WRITTEN EXERCISE: The records below are to be copied word for word, with every picture left out.

SUPPLIED RECORDS:

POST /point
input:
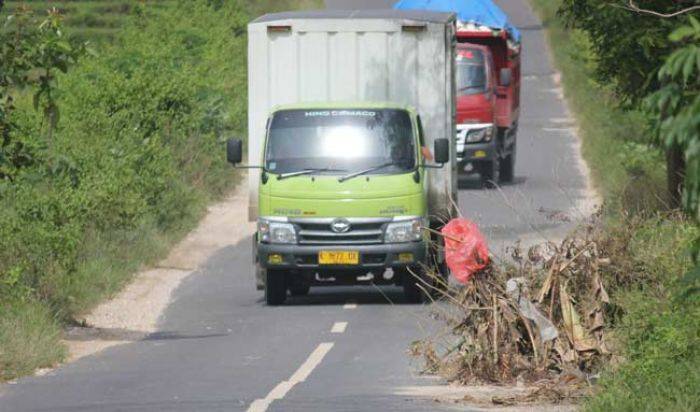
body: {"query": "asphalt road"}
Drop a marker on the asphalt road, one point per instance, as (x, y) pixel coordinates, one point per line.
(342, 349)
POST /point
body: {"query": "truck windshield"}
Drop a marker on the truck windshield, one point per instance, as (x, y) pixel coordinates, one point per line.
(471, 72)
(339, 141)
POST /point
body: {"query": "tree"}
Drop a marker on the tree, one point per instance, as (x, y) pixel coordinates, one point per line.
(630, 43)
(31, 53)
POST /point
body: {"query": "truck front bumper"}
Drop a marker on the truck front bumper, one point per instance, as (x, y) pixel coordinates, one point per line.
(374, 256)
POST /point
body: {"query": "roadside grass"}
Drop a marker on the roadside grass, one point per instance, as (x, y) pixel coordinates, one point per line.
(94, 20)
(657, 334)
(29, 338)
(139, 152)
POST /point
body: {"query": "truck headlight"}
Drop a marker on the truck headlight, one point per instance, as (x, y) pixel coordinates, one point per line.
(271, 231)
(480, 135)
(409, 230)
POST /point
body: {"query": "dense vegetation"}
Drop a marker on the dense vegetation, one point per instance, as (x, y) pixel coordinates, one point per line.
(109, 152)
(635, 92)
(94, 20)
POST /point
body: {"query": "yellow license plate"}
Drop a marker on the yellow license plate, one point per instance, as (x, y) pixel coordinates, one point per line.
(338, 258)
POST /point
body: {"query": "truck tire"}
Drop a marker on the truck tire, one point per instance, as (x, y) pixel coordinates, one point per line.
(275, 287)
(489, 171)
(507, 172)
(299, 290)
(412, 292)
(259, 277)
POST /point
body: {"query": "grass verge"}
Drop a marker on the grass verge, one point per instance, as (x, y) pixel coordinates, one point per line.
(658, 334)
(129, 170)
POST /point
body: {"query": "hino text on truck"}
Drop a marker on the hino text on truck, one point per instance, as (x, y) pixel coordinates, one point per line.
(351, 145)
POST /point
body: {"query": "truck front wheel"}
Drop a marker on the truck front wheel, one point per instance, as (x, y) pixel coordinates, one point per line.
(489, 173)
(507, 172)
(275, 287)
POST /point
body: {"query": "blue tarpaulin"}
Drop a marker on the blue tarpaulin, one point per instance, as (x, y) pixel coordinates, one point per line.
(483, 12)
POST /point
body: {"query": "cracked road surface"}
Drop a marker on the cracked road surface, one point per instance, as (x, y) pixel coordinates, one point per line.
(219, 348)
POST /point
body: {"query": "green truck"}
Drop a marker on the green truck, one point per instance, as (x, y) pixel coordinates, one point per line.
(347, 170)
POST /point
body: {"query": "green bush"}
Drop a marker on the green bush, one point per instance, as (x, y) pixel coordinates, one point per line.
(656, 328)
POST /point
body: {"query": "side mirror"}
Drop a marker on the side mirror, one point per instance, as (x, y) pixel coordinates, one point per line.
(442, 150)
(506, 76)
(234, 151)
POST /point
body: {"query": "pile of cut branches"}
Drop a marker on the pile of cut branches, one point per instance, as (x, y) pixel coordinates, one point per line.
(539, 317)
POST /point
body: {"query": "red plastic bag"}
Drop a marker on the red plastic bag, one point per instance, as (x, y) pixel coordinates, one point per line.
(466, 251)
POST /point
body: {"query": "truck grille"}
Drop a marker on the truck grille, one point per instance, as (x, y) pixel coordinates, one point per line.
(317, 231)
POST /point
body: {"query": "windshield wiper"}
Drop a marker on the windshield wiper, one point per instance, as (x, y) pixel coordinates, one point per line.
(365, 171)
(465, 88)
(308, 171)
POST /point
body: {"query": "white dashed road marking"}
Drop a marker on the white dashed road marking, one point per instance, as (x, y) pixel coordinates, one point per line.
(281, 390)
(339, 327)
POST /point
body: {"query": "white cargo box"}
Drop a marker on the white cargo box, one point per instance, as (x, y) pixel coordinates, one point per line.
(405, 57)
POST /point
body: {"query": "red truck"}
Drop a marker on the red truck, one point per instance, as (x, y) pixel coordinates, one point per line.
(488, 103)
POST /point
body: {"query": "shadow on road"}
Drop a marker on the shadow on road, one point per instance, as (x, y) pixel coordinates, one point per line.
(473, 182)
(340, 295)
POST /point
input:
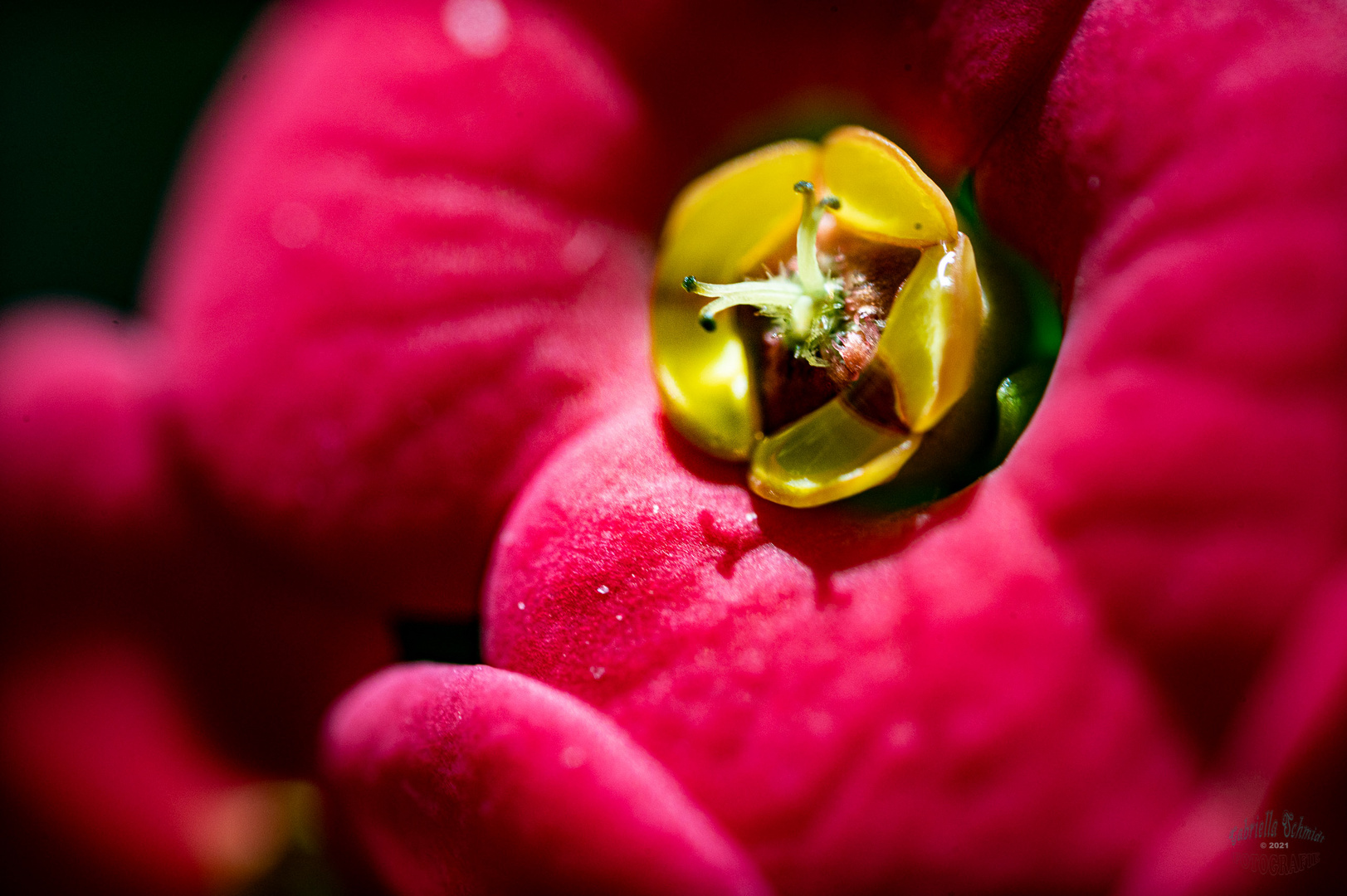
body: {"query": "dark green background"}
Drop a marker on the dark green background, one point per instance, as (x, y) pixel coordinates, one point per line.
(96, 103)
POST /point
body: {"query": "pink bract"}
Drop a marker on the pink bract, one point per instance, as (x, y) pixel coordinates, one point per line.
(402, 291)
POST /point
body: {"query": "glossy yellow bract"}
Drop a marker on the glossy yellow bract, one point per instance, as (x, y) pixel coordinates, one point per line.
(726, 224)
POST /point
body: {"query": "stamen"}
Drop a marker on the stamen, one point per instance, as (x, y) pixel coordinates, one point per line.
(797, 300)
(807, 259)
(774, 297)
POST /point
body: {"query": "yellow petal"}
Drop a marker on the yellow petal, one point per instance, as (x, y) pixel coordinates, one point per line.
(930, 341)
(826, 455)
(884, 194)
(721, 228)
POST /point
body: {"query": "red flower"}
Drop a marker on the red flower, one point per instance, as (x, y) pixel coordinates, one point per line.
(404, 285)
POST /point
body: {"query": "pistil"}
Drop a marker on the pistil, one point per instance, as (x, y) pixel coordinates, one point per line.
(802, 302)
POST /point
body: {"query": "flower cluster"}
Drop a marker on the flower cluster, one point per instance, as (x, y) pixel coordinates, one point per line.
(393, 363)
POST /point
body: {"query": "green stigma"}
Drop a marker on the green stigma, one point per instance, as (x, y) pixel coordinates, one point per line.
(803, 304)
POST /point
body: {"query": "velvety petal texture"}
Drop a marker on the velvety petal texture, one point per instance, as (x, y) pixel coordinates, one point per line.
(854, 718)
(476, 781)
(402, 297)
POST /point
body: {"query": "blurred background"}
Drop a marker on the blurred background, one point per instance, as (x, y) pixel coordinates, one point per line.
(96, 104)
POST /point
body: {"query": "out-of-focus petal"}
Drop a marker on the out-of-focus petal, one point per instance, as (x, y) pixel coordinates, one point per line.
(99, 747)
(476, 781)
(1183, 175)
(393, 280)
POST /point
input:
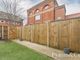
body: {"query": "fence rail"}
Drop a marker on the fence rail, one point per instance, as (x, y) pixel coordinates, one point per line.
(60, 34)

WORKED SOLUTION:
POST /point
input:
body: {"query": "asphalt road"}
Drop a marker on the asphalt road, one point per instance, as (x, y) pixel coordinates, one point per line.
(342, 349)
POST /point
body: {"query": "truck windshield"}
Drop a marker on the truck windshield, one point per instance, as (x, y) pixel coordinates, one point per line.
(471, 72)
(339, 141)
POST /point
body: {"query": "tree"}
Drop a marker on the tree, one point per instance, as (x, y) pixel coordinates, one point per line.
(630, 43)
(31, 53)
POST /point
body: {"query": "truck front bumper"}
Drop a marker on the truck front bumper, one point per instance, as (x, y) pixel coordinates, one point per line.
(374, 256)
POST /point
body: {"query": "roadside grass"}
Drop a marker on the roadside grass, one point per instance, as (x, y) pixel coordinates, one point per line.
(94, 20)
(657, 334)
(29, 338)
(139, 152)
POST /point
body: {"query": "truck headlight"}
Drop a marker on the truck headlight, one point per instance, as (x, y) pixel coordinates, one point per line.
(271, 231)
(480, 135)
(409, 230)
POST /point
body: {"query": "dense vegetation"}
Drop a marker on the dense vegetation, one point per instance, as (x, y) pixel coordinates, one point per line.
(109, 152)
(635, 92)
(94, 20)
POST /point
body: {"query": "yellow license plate"}
Drop a marker on the yellow license plate, one point per instance, as (x, y) pixel coordinates, one point per line.
(338, 258)
POST /point
body: {"query": "truck tire"}
Drop a marker on the truck tire, one point per instance, as (x, y) pixel coordinates, one point per line.
(275, 287)
(489, 171)
(507, 172)
(299, 290)
(412, 292)
(259, 277)
POST /point
body: {"query": "grass verge"}
Drop a marker on the grass verge, one point per instance, as (x, y) pixel coordinates, one point per line.
(658, 334)
(129, 170)
POST /point
body: {"query": "hino text on truck"}
Drop a marker on the hino text on truck, one point per instance, as (x, y) pixel coordinates, one point per line.
(351, 145)
POST /point
body: {"query": "truck front wheel"}
Drop a marker on the truck front wheel, one point per instance, as (x, y) pixel coordinates, one point per line.
(489, 173)
(507, 172)
(275, 287)
POST /point
body: {"query": "blue tarpaulin"}
Drop a marker on the blue tarpaulin, one point per instance, as (x, y) pixel coordinates, one point per line.
(483, 12)
POST /point
body: {"query": "cracked road surface"}
Drop a marker on the cracked road surface, one point per instance, as (x, y) pixel coordinates, one point per line.
(219, 348)
POST /point
body: {"query": "green truck"}
Drop a marker on the green truck, one point per instance, as (x, y) pixel coordinates, one point per line.
(347, 170)
POST /point
body: {"query": "green bush"}
Drop a marker on the green bush, one point per instance, as (x, y) pixel coordinates, one point per line.
(656, 328)
POST /point
body: {"query": "side mirror"}
Drop a marker on the side mirror, one point per instance, as (x, y) pixel coordinates, one point per line.
(442, 150)
(506, 76)
(234, 151)
POST /point
body: {"query": "pile of cut branches"}
Drop a marker on the pile of cut branches, one point per instance, as (x, y) pixel coordinates, one point per line.
(539, 317)
POST /point
body: {"query": "red plastic bag"}
Drop a marker on the red plastic bag, one point per instance, as (x, y) pixel coordinates, one point per line.
(466, 251)
POST /point
body: {"query": "truck grille"}
Drop a marker on the truck grille, one point per instance, as (x, y) pixel coordinates, one point per line.
(317, 231)
POST /point
body: {"query": "windshield wiper"}
Drop a marker on the windshield wiper, one point per instance, as (x, y) pixel coordinates, one point per line.
(365, 171)
(465, 88)
(308, 171)
POST /point
body: {"query": "white dashed road marking"}
Drop a marker on the white dashed road marking, one point per instance, as (x, y) pixel coordinates, one point per line.
(281, 390)
(339, 327)
POST /point
body: {"query": "white cargo box"}
Drop a marker on the white cargo box, one point per instance, as (x, y) pixel coordinates, one point per line.
(405, 57)
POST /point
body: {"query": "red truck"}
Drop a marker on the red truck, one point per instance, as (x, y) pixel coordinates, one point per line.
(488, 103)
POST /point
body: {"query": "shadow on road"}
Drop a marker on the shadow on road, one point per instance, as (x, y) pixel coordinates, one point per line.
(473, 182)
(340, 295)
POST /point
input:
body: {"query": "dark green background"}
Drop a marker on the dark green background, one point per instance, as (x, y) pixel coordinates, one point per line.
(96, 103)
POST /point
body: {"query": "pink bract"}
Drop a marker on the pink bract, one point per instance, as (x, y) pixel coordinates, one point per line.
(402, 291)
POST /point
body: {"query": "glossy yellow bract"}
Drop a marker on the glossy yellow bract, one point per instance, as (x, y) pixel coordinates, one point per line.
(726, 224)
POST /point
body: {"query": "stamen"}
Drop a marker on the stamen, one point per instance, as (x, y) pixel coordinates, one point per line.
(797, 300)
(807, 259)
(774, 297)
POST /point
body: {"query": "yellow petal"}
Drop a marker on the yellow petal, one point per instance, as (x, y) pixel coordinates, one point per line.
(930, 341)
(826, 455)
(884, 194)
(721, 228)
POST /point
body: {"query": "red flower"}
Drop a marker on the red flower, one point per instance, as (x, y) pixel coordinates, one point per line.
(404, 285)
POST /point
body: {"query": "pistil"}
Drop a marker on the pistil, one point per instance, as (x, y) pixel coordinates, one point per line.
(802, 302)
POST /point
body: {"query": "flower cluster"}
Drop a marker on the flower cluster, one point per instance, as (x, y) pixel coordinates, one point per line.
(393, 363)
POST /point
body: {"query": "green stigma"}
Drop a marker on the green stigma, one point per instance, as (x, y) pixel coordinates, one point per line.
(803, 304)
POST /point
body: {"query": "velvety petal texture"}
Drop a marker on the velvety petal texture, one point per instance, as (x, y) pixel coordinates, one point per line.
(854, 718)
(476, 781)
(402, 297)
POST /point
body: {"query": "blurred background"}
Drop a marker on the blurred background, one point per instance, as (x, y) pixel coordinates, one point per line.
(96, 104)
POST /point
body: {"query": "out-of-focus petal"}
Drop a marker on the out-of-focus petal, one point per instance, as (x, y) pixel coordinates, one point per line.
(99, 747)
(476, 781)
(1183, 175)
(393, 280)
POST /point
input:
body: {"query": "fence rail"}
Drop a marker on the fence rail, one point per instance, as (x, y) pixel coordinates, one point per line.
(60, 34)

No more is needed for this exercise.